**TASK 1:** Could you output the listing as a numbered list, with blank lines left out, from its first line up to and including the line with "54;92;119;221"?

**PASSAGE GIVEN:**
3 cups all purpose flour
1 cup water
1 tablespoon salt
200g butter (melted)

Mix the salt with the water until it is fully dissolved.
Add flour to this mixture.
Knead well for 10 minutes until the dough comes together and is smooth.  
Cover and set the dough aside for 30 minutes to rest.
Roll out the dough into a large circle shape, approx. 0.25cm thick, on a floured surface. You will need a big surface area to do this so if the kitchen counter is too small, you can roll it out on a table.
Brush your melted butter evenly all over the dough.
Roll the dough very tightly into a long log (as if making cinnamon rolls). Be gentle so as not to rip it.
Cut approx. 4cm length pieces from the log.
Flatten each piece, cover the dough and refrigerate for 30 minutes. This will make it easier to roll out the pieces without the dough being soft and sticky.

 

Make your filling (meat or vegetarian)

Meat filling
500g mince beef
500g-700g onion (depends on how juicy you want your filling to be, add more onion for more moisture)

**TASK 2:** Which ingredients, with their amounts, does the recipe list at the top before the mixing steps?

(Region annotation entries)
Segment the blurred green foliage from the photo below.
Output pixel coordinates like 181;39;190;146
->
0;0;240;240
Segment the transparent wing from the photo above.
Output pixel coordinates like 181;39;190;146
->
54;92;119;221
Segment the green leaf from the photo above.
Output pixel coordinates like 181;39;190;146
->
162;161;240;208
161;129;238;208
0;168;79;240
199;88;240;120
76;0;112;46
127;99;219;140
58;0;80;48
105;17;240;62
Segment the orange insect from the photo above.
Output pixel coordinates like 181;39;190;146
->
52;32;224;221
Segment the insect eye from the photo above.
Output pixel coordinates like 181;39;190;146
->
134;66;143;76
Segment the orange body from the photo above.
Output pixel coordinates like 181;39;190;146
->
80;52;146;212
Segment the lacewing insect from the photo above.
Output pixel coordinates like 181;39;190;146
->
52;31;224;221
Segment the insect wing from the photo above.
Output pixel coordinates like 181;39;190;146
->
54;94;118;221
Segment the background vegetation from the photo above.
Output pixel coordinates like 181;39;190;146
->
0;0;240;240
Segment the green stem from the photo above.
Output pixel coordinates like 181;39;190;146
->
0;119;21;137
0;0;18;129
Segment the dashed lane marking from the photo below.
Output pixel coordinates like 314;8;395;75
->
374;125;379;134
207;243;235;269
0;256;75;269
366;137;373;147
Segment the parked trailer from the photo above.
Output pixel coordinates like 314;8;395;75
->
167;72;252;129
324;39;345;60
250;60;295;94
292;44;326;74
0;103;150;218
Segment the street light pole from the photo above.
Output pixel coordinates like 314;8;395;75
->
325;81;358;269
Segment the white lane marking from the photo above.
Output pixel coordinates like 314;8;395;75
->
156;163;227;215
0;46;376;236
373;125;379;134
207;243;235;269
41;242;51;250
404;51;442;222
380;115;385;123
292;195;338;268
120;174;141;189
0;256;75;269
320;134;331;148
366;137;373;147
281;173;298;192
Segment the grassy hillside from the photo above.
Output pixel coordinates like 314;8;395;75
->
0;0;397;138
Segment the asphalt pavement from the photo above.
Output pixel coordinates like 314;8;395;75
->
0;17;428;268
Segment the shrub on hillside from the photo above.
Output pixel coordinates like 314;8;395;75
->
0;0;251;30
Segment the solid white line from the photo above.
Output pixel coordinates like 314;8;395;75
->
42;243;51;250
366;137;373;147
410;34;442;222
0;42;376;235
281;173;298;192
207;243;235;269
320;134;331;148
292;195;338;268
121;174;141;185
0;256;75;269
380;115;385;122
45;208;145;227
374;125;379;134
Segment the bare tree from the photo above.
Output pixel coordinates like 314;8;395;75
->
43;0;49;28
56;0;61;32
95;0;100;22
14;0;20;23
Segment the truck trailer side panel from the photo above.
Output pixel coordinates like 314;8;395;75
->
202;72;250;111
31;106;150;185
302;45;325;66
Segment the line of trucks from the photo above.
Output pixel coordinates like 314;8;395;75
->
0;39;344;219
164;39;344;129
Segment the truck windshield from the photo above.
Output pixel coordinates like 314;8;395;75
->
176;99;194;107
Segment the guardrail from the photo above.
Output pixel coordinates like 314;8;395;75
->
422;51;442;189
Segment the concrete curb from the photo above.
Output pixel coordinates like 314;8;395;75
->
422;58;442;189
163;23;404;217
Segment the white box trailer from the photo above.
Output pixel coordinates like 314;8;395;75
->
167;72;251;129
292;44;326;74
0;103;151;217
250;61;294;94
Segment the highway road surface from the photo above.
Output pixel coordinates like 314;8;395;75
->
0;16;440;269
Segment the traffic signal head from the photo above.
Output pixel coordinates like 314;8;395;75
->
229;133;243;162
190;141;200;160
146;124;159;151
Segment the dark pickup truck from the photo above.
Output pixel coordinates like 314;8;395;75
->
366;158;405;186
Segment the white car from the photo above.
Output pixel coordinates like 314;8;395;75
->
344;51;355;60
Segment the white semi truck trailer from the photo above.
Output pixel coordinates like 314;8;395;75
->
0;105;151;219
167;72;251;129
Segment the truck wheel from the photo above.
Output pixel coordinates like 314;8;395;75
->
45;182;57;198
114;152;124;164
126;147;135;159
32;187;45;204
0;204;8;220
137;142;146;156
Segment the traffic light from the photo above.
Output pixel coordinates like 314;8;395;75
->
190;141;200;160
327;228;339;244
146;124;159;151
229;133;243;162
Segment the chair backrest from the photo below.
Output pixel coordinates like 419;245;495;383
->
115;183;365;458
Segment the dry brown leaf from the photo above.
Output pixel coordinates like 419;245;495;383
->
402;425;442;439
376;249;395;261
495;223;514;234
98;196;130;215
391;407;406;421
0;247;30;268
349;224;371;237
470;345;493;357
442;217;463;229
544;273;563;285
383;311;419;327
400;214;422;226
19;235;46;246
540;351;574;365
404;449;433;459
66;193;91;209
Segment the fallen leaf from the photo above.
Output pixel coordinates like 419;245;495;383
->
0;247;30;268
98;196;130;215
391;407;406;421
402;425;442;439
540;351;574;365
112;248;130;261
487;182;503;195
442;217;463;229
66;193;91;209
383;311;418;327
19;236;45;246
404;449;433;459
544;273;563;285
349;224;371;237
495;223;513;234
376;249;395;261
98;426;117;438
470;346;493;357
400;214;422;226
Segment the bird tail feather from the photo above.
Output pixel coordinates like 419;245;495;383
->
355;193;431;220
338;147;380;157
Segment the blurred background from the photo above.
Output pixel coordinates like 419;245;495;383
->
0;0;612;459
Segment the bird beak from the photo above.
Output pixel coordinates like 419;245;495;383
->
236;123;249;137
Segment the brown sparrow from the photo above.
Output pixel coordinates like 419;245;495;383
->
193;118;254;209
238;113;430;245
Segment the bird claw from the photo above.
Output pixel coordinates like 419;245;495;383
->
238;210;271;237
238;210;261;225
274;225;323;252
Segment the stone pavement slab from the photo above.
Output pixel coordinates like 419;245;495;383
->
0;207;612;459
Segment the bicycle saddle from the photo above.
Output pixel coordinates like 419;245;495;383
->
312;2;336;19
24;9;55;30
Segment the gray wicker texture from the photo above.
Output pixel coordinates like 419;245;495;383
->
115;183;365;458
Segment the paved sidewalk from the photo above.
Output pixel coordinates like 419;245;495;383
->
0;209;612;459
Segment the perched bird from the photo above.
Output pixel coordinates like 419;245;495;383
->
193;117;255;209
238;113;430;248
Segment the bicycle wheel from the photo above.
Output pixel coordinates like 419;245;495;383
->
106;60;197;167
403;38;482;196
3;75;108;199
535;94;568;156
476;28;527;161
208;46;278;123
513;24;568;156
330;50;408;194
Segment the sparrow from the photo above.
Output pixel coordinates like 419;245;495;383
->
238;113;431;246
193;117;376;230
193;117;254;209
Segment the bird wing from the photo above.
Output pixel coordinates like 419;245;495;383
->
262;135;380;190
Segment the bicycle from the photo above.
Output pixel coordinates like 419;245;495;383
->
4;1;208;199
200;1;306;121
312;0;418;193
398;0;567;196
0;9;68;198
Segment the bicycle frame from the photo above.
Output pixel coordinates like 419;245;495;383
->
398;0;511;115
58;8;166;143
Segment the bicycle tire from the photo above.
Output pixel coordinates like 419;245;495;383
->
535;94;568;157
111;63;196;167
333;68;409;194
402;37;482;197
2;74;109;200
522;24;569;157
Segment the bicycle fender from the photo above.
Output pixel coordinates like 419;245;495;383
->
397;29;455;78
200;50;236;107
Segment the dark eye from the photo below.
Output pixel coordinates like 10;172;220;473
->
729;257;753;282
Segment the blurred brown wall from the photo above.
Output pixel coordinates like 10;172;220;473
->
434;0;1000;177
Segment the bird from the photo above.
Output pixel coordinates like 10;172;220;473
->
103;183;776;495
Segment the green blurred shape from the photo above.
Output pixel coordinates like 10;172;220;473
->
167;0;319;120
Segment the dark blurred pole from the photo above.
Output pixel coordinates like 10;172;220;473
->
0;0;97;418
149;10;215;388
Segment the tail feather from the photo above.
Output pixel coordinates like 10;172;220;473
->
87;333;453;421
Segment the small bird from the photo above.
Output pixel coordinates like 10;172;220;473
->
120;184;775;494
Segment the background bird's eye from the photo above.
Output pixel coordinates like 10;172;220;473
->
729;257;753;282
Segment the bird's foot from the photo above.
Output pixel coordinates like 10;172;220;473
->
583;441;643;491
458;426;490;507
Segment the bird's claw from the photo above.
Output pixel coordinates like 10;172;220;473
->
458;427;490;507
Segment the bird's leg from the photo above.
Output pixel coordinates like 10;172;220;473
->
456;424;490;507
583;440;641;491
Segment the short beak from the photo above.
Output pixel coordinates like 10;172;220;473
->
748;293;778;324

**COMPLETE OUTPUT 1:**
1. Segment the blurred green foliage from the photo below.
2. Output pixel coordinates like 181;39;190;146
3. ->
4. 0;0;240;240
5. Segment the transparent wing from the photo above.
6. Output pixel coordinates like 181;39;190;146
7. ->
8. 54;92;119;221

**COMPLETE OUTPUT 2:**
- 3 cups all purpose flour
- 1 cup water
- 1 tablespoon salt
- 200g butter (melted)